TASK BRIEF:
State how many lines in the records below contain the word "trace". Reply with the number alone.

DATASET:
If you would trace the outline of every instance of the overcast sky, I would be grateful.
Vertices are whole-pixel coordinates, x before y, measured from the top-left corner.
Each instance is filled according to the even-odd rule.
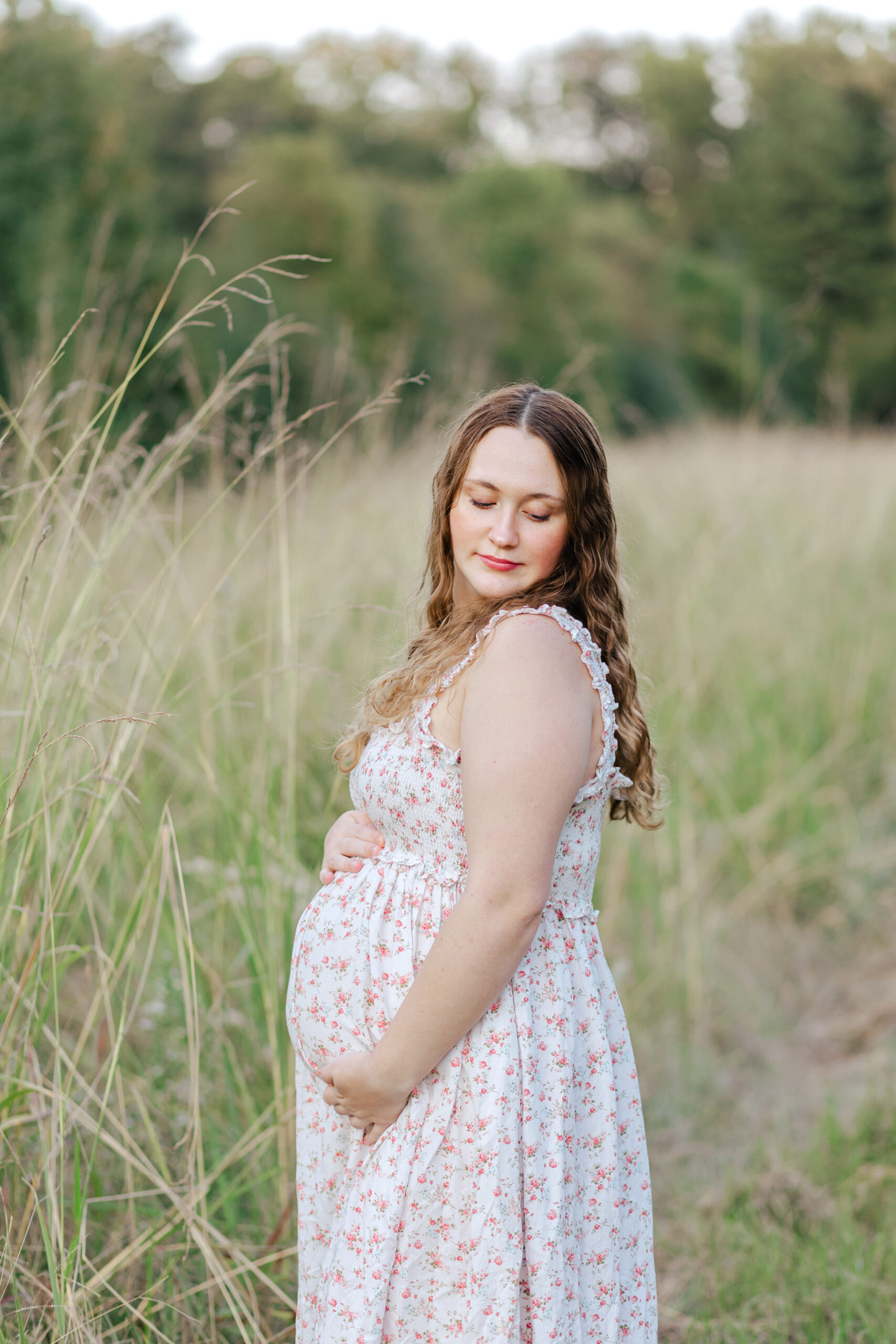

* * *

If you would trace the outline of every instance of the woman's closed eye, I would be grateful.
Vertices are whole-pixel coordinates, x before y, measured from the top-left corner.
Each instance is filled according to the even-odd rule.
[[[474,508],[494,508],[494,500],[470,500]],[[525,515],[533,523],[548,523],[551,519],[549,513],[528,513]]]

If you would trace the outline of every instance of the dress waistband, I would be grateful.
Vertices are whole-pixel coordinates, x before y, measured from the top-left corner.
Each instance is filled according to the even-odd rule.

SOLVED EXERCISE:
3